- SELECTED EXTRACT
· · · ·
A team of scientists at the Institute of Cancer Research (London, UK) and the Dana-Farber Cancer Institute (MA, US) have discovered that prostate cancer patients with DNA mismatch repair (MMR) gene mutations within their tumors suffer from particularly aggressive disease and were found to survive only half the length of time as men with tumors not containing MMR mutations.
Though traditional cancer therapies are less effective where tumors with these mutations are present, this new study has discovered that the mutations may foster a vulnerability to immunotherapy compared with cancer with non-MMR mutation tumors.
The study, published recently in the Journal of Clinical Investigation, used information from 127 tumor biopsies from 124 patients and genomic information from 254 patients. It found that in men with advanced prostate cancer, 8.1% had evidence of MMR mutations and these men survived only 3.8 years after beginning treatment compared with 7 years for those without. This is due to higher rates of resistance acquisition due to more frequent mutation.
Researchers theorized that the high rate of mutation may cause the cancer cells to be more recognizable to the immune system, and measured surface levels of PD-L1 in order to assess the potential effectiveness of checkpoint inhibitor immunotherapy.
· · · ·
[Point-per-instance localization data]
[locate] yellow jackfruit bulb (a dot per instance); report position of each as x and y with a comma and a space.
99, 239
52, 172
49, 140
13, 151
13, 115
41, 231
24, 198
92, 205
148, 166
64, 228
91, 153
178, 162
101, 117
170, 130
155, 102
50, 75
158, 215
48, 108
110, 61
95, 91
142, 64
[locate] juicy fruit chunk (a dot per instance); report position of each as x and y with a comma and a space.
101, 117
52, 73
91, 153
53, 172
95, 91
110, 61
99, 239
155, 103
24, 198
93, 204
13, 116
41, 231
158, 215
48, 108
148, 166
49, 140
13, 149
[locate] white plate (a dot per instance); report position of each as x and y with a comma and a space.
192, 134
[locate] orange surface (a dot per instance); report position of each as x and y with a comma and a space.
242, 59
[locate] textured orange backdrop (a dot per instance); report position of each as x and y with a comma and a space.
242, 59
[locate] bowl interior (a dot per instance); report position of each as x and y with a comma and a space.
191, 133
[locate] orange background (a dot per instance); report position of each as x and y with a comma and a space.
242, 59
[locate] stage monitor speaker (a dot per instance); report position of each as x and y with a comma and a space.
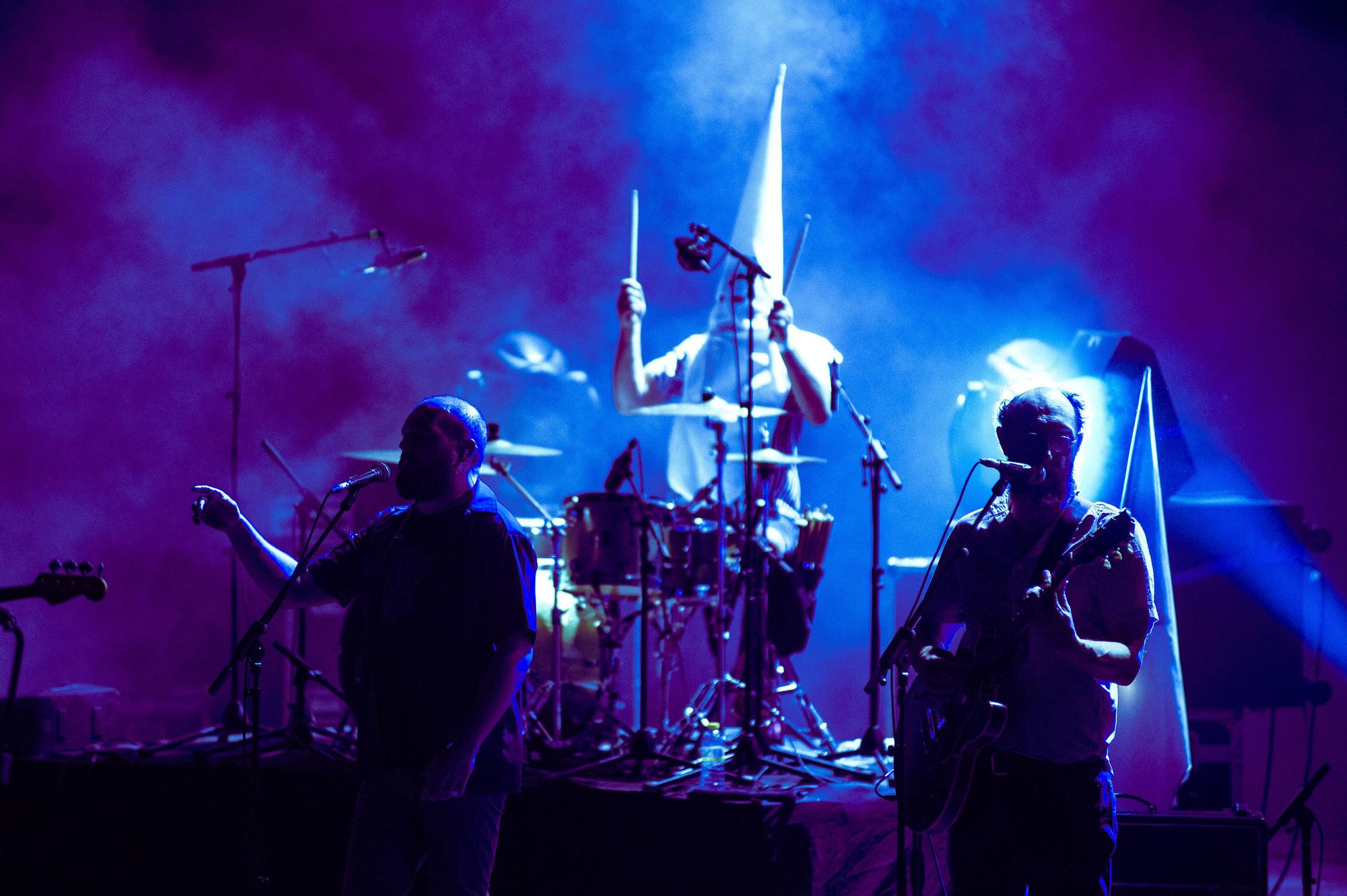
1239, 574
1190, 855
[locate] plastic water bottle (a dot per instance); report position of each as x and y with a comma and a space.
712, 758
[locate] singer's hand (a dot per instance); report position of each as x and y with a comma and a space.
631, 303
781, 320
1053, 613
215, 508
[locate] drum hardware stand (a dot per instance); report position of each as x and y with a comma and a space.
820, 735
251, 650
876, 460
301, 731
751, 755
642, 746
234, 720
554, 532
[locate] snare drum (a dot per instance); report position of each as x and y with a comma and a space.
690, 567
603, 544
583, 637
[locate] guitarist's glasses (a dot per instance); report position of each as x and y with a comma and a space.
1038, 444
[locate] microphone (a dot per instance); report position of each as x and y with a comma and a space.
620, 470
1011, 470
378, 474
394, 260
694, 253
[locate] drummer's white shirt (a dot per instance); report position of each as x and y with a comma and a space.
707, 359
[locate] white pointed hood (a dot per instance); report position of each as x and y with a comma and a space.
758, 228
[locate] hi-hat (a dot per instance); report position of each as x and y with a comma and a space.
774, 458
507, 448
712, 409
393, 456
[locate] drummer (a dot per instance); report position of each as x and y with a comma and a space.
790, 369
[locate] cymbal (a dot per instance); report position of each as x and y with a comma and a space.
713, 409
774, 458
393, 456
507, 448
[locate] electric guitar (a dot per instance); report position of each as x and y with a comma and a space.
59, 587
946, 735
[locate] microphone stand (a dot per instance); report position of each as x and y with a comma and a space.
752, 755
896, 657
11, 625
234, 719
876, 460
251, 650
554, 533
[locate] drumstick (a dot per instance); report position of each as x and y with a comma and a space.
636, 219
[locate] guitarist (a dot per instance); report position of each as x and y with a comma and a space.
1041, 811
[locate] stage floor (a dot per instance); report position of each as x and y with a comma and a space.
173, 827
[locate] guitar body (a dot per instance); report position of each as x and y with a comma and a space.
945, 738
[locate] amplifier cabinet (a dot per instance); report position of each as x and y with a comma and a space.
1190, 854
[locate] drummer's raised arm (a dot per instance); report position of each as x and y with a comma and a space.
631, 385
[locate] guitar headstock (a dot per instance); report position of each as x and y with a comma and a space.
1103, 540
69, 580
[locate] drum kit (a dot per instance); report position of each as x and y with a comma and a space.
611, 557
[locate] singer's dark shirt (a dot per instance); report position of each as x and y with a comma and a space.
434, 596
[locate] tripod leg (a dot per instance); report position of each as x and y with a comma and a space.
813, 718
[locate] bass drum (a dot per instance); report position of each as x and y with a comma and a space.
581, 633
603, 543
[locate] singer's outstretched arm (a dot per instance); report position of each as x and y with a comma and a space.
812, 381
266, 564
631, 388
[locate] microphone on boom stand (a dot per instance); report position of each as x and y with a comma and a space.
1034, 474
694, 253
620, 470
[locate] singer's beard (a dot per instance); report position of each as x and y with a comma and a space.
1054, 491
422, 483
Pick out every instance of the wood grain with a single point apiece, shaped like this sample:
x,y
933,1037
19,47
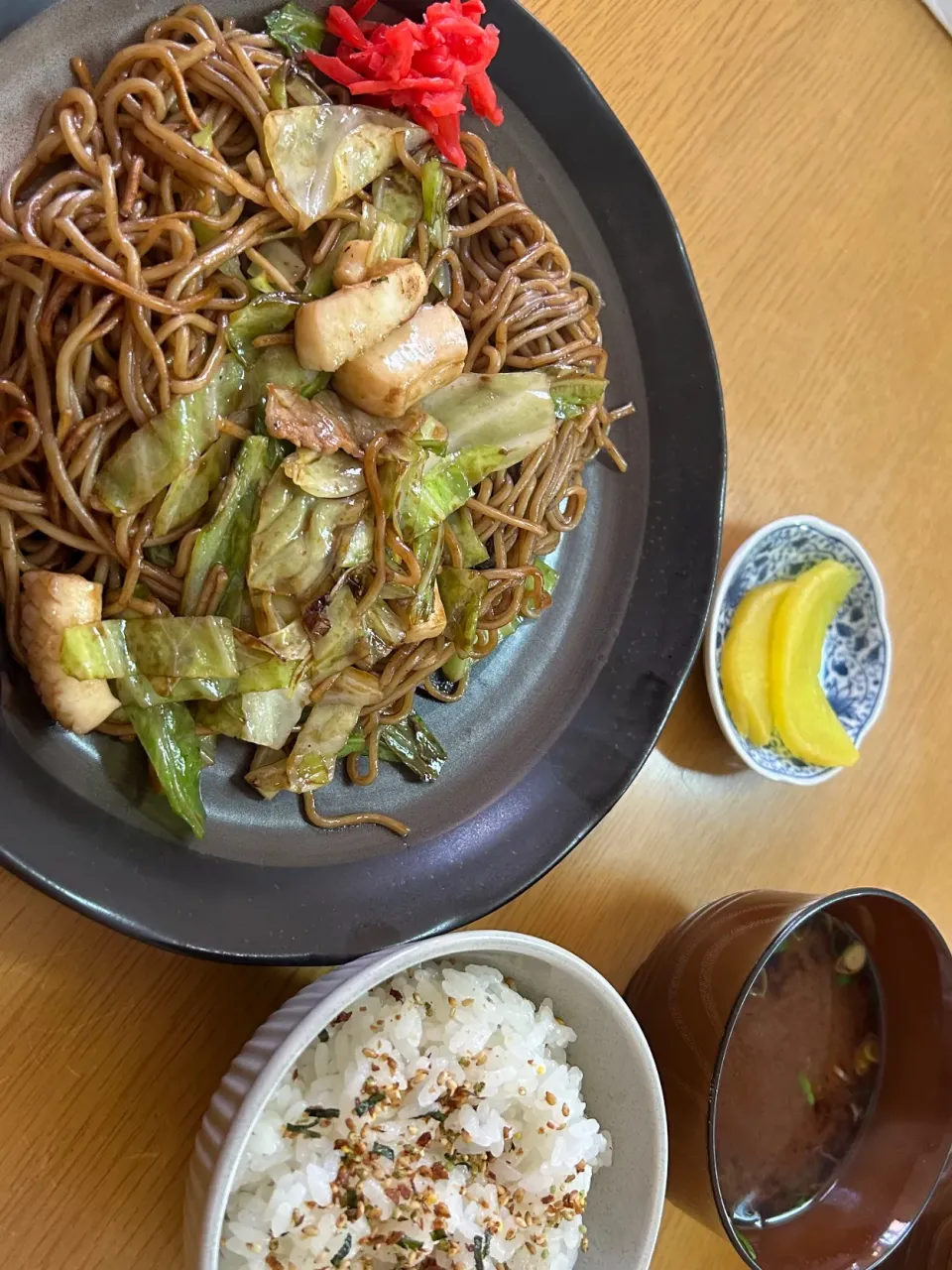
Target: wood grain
x,y
806,150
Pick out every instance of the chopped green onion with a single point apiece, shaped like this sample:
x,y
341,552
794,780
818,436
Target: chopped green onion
x,y
803,1080
343,1251
295,28
365,1105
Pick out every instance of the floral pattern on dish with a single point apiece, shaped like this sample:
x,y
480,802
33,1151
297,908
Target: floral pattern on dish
x,y
856,654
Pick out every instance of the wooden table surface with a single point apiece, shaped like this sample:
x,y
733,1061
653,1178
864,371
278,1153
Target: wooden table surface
x,y
806,150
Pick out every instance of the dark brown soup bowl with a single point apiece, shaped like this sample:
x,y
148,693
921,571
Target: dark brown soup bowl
x,y
688,997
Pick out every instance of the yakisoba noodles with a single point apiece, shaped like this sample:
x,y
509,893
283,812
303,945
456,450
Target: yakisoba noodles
x,y
173,303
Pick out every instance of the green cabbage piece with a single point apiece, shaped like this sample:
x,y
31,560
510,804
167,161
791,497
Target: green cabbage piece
x,y
322,737
295,28
511,413
324,154
191,489
291,642
169,444
382,630
428,550
293,549
335,649
576,394
261,717
227,536
462,592
493,422
172,647
168,735
264,316
398,195
335,475
359,545
280,365
428,488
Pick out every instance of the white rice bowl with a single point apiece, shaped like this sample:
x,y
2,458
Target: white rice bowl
x,y
433,1124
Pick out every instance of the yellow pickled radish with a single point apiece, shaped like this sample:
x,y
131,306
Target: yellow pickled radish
x,y
805,720
746,662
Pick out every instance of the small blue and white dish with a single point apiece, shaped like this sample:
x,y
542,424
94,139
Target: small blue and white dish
x,y
857,656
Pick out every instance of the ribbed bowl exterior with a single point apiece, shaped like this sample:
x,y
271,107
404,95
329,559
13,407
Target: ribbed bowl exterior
x,y
626,1206
235,1087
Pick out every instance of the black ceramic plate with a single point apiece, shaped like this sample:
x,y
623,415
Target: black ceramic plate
x,y
553,728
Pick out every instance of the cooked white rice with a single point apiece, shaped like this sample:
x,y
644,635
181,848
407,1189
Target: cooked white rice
x,y
436,1124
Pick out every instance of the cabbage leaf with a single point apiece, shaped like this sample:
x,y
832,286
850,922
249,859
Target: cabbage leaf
x,y
168,735
169,444
264,316
324,154
171,647
293,548
462,592
335,475
295,28
227,536
191,489
324,734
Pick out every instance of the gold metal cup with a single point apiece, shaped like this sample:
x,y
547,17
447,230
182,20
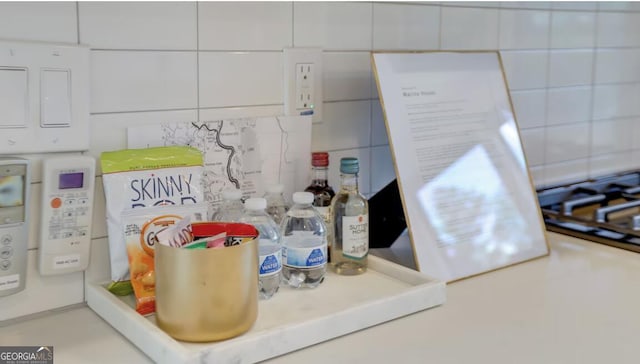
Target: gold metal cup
x,y
206,294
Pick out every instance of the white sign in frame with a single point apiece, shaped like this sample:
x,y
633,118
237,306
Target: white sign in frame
x,y
467,194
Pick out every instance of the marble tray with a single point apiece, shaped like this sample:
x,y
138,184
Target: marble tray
x,y
289,321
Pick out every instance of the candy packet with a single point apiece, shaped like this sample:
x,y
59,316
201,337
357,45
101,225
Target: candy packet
x,y
141,228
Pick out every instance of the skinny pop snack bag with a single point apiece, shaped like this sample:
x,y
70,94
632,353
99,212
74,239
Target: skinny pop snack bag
x,y
140,178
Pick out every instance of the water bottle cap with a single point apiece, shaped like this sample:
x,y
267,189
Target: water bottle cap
x,y
255,203
275,188
231,194
349,165
302,197
320,159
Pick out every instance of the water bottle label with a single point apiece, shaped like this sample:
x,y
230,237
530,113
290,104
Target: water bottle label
x,y
313,256
270,264
355,236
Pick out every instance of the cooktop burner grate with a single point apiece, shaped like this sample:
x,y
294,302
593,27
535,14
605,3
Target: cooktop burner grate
x,y
604,210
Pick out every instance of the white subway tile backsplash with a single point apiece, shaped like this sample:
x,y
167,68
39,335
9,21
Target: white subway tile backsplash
x,y
526,4
138,81
42,292
530,107
420,30
570,68
39,21
573,29
99,269
245,25
331,25
378,126
532,139
619,5
617,65
525,69
345,125
240,78
615,101
472,4
567,142
568,105
618,30
347,76
635,141
524,29
138,25
574,5
382,167
240,112
99,227
537,175
600,165
469,28
611,136
566,172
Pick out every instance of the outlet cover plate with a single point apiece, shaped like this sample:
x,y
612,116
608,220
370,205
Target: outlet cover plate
x,y
293,58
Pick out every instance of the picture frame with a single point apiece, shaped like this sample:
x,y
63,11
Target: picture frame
x,y
468,197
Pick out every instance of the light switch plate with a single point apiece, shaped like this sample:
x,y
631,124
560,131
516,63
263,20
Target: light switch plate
x,y
303,82
67,103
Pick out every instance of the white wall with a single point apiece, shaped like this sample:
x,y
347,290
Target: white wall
x,y
573,70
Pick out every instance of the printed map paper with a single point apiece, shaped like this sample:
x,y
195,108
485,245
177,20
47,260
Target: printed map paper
x,y
242,153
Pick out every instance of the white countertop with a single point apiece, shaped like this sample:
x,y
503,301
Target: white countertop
x,y
581,305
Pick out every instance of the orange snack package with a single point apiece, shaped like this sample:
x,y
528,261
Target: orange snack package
x,y
141,226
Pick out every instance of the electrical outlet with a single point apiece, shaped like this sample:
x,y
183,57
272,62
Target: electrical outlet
x,y
303,82
304,86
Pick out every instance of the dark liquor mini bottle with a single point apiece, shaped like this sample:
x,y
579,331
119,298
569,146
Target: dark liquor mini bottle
x,y
322,192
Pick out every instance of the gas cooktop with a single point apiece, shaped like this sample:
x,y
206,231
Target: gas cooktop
x,y
604,210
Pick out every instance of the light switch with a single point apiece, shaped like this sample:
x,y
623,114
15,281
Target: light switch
x,y
55,98
14,96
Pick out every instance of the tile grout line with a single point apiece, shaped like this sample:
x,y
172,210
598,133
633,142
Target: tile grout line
x,y
198,60
593,93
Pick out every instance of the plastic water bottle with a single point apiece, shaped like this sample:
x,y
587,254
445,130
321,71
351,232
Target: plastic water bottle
x,y
304,244
269,247
276,205
231,207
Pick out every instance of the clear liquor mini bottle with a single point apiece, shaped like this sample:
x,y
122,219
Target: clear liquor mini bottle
x,y
350,215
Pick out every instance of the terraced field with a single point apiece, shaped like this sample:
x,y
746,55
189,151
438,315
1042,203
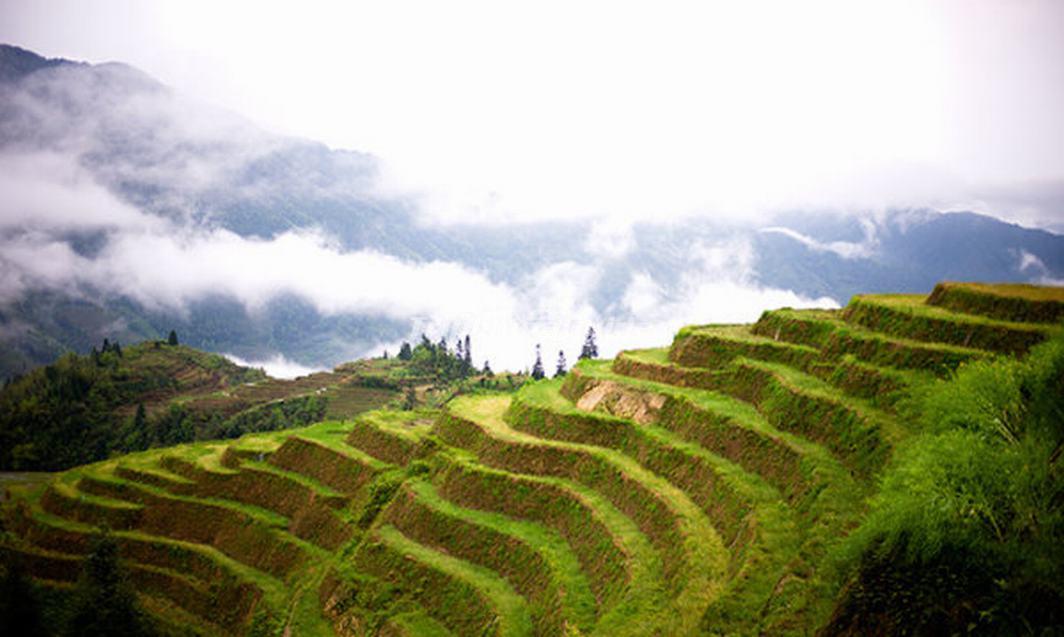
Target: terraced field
x,y
683,490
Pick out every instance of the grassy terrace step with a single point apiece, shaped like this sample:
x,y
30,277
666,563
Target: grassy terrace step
x,y
717,422
413,624
244,533
217,609
759,527
395,437
467,599
693,556
857,432
909,316
836,338
541,411
715,346
343,468
535,560
622,569
1011,302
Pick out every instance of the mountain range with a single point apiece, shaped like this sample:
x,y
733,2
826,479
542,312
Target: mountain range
x,y
130,210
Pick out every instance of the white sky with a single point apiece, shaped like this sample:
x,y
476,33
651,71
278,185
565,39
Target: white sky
x,y
658,110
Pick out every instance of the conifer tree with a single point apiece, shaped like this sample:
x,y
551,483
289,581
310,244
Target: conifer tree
x,y
591,348
140,421
104,601
537,372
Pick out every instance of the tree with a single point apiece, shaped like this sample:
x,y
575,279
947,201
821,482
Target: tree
x,y
140,419
591,348
19,608
104,601
537,372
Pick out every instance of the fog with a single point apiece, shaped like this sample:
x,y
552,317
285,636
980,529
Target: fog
x,y
494,113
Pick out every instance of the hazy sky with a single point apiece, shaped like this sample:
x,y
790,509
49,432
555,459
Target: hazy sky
x,y
545,110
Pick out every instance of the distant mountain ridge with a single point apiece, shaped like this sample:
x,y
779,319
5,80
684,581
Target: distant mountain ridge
x,y
118,134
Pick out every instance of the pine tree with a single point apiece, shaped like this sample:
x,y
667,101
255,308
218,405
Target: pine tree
x,y
537,372
104,601
591,348
19,606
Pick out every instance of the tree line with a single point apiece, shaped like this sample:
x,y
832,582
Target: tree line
x,y
589,350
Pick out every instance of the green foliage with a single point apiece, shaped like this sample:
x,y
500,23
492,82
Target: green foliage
x,y
980,497
104,602
537,372
589,349
19,605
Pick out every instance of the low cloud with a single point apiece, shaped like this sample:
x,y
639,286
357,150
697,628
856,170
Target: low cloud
x,y
278,366
862,249
167,266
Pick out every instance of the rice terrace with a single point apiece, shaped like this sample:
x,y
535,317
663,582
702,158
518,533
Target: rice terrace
x,y
888,466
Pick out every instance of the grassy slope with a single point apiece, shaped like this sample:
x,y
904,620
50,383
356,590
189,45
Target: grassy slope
x,y
522,470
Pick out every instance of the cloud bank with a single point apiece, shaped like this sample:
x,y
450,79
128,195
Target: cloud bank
x,y
165,265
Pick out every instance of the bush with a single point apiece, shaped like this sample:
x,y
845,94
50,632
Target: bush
x,y
977,501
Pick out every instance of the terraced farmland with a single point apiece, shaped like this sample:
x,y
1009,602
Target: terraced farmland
x,y
683,490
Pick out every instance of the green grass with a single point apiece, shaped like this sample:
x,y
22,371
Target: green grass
x,y
909,316
511,608
702,551
578,602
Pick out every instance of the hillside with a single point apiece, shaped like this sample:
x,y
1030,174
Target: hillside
x,y
179,174
703,488
152,394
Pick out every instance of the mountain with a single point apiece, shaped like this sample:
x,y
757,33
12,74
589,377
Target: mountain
· · · ·
- INSTRUCTIONS
(a) According to the prostate cancer report, why did men whose tumors carried MMR mutations survive a shorter time after beginning treatment?
(b) In the prostate cancer report, reproduce the passage that begins at the words "A team of scientists" and stops after "containing MMR mutations.", replacing "scientists" with "researchers".

- PER-TASK OUTPUTS
(a) The report attributes their shorter survival to higher rates of resistance acquisition, which result from more frequent mutation.

(b)
A team of researchers at the Institute of Cancer Research (London, UK) and the Dana-Farber Cancer Institute (MA, US) have discovered that prostate cancer patients with DNA mismatch repair (MMR) gene mutations within their tumors suffer from particularly aggressive disease and were found to survive only half the length of time as men with tumors not containing MMR mutations.